Your task: This task calls for printing every entry exactly.

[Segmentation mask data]
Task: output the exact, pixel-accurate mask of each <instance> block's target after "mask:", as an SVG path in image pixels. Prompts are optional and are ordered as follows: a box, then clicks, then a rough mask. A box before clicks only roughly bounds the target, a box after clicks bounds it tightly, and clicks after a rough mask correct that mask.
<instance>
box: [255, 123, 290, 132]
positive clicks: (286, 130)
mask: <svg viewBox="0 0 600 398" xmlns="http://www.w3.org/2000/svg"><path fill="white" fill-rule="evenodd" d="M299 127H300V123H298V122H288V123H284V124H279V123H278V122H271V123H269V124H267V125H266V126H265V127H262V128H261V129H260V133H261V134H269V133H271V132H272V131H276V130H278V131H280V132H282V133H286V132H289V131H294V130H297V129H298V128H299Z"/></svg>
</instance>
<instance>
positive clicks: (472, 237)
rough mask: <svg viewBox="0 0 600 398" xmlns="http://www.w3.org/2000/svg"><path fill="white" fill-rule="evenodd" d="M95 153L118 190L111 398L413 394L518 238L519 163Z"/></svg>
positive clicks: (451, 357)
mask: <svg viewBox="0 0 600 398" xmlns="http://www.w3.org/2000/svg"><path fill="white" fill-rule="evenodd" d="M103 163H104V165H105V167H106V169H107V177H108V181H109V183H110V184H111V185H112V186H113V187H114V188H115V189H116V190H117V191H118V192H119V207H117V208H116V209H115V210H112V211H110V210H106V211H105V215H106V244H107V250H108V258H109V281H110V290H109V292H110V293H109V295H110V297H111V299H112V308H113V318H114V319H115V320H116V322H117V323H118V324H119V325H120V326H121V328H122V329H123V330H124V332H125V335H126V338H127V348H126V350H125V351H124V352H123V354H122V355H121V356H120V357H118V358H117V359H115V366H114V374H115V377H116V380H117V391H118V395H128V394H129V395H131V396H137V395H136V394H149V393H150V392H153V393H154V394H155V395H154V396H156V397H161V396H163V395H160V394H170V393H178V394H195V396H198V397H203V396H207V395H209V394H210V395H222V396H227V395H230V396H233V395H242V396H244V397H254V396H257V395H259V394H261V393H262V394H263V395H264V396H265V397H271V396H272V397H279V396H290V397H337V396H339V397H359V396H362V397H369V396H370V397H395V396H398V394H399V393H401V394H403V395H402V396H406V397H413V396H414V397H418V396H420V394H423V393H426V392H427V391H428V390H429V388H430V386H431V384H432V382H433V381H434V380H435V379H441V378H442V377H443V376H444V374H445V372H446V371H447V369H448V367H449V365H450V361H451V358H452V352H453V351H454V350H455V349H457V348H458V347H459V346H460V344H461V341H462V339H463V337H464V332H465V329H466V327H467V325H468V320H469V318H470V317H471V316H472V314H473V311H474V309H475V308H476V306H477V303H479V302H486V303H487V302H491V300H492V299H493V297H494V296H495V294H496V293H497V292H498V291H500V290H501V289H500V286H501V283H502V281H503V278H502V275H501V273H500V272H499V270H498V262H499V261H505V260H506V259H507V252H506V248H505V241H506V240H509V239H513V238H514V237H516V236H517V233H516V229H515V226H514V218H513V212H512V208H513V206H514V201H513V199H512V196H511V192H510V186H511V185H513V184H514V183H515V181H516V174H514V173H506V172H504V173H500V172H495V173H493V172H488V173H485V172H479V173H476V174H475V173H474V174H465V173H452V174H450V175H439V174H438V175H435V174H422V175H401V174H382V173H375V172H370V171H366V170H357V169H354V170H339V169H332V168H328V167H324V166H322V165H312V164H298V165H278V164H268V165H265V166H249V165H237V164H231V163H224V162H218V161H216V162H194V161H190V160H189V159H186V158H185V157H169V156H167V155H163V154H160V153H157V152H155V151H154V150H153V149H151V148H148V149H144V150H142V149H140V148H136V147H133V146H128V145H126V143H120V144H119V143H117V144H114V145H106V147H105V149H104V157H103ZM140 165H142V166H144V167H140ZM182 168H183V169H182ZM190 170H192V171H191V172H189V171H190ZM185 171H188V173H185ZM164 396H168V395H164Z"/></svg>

Exercise response:
Task: output the exact, pixel-accurate mask of each <instance> block's target after "mask:", as an SVG path in image pixels. Prompts are optional and are ordered as follows: a box, then clicks, then a rough mask. A box before clicks only roughly bounds the target, a box after clicks bounds it tightly, and clicks after a rough mask correct that mask.
<instance>
box: [255, 123, 290, 132]
positive clicks: (286, 130)
mask: <svg viewBox="0 0 600 398" xmlns="http://www.w3.org/2000/svg"><path fill="white" fill-rule="evenodd" d="M299 127H300V123H298V122H288V123H284V124H279V123H278V122H271V123H269V124H267V125H266V126H265V127H262V128H261V129H260V133H261V134H269V133H271V132H272V131H276V130H278V131H280V132H282V133H286V132H289V131H294V130H297V129H298V128H299Z"/></svg>
</instance>
<instance>
positive clicks: (472, 237)
rough mask: <svg viewBox="0 0 600 398" xmlns="http://www.w3.org/2000/svg"><path fill="white" fill-rule="evenodd" d="M95 153L118 190L111 398L413 394L518 238L519 163Z"/></svg>
positive clicks: (451, 357)
mask: <svg viewBox="0 0 600 398" xmlns="http://www.w3.org/2000/svg"><path fill="white" fill-rule="evenodd" d="M103 163H104V165H105V167H106V169H107V177H108V181H109V183H110V184H111V185H112V186H113V187H114V188H115V189H116V190H117V191H118V192H119V207H117V208H116V209H115V210H112V211H110V210H106V211H105V215H106V244H107V250H108V258H109V281H110V290H109V292H110V293H109V295H110V297H111V299H112V308H113V318H114V319H115V320H116V322H117V323H118V324H119V325H120V326H121V328H122V329H123V330H124V332H125V335H126V338H127V348H126V350H125V351H124V352H123V354H122V355H121V356H120V357H118V358H117V359H115V366H114V374H115V377H116V380H117V391H118V395H128V394H129V395H131V396H137V395H136V394H149V393H150V392H153V393H154V394H155V395H154V396H156V397H161V396H163V395H160V394H170V393H178V394H195V396H198V397H203V396H207V395H209V394H210V395H222V396H227V395H230V396H233V395H242V396H244V397H254V396H257V395H259V394H261V393H262V394H263V395H264V396H265V397H271V396H272V397H279V396H290V397H337V396H339V397H359V396H362V397H369V396H370V397H395V396H398V394H399V393H401V394H403V395H402V396H406V397H413V396H414V397H418V396H420V394H423V393H426V392H427V391H428V390H429V388H430V386H431V384H432V382H433V381H434V380H435V379H441V378H442V377H443V376H444V374H445V372H446V371H447V369H448V367H449V365H450V361H451V358H452V352H453V351H454V350H455V349H457V348H458V347H459V346H460V344H461V341H462V339H463V337H464V332H465V329H466V327H467V325H468V320H469V318H470V317H471V316H472V314H473V311H474V309H475V308H476V306H477V303H479V302H486V303H487V302H491V300H492V299H493V297H494V296H495V294H496V293H497V292H498V291H500V290H501V289H500V286H501V283H502V281H503V278H502V275H501V273H500V272H499V270H498V262H499V261H505V260H506V259H507V252H506V248H505V241H506V240H509V239H513V238H514V237H516V236H517V233H516V229H515V226H514V218H513V212H512V208H513V206H514V201H513V199H512V196H511V192H510V186H511V185H513V184H514V183H515V181H516V174H514V173H506V172H504V173H500V172H495V173H493V172H488V173H485V172H479V173H476V174H475V173H474V174H465V173H452V174H450V175H439V174H438V175H435V174H422V175H401V174H382V173H375V172H370V171H366V170H357V169H354V170H339V169H332V168H328V167H324V166H322V165H312V164H298V165H278V164H268V165H265V166H249V165H237V164H231V163H224V162H218V161H216V162H194V161H190V160H189V159H186V158H185V157H169V156H167V155H163V154H160V153H157V152H155V151H154V150H153V149H151V148H148V149H144V150H142V149H140V148H136V147H133V146H128V145H126V143H120V144H119V143H117V144H114V145H106V147H105V149H104V157H103ZM140 165H142V166H144V167H140ZM182 168H183V169H182ZM190 170H192V171H191V172H189V171H190ZM185 171H188V173H185ZM164 396H168V395H164Z"/></svg>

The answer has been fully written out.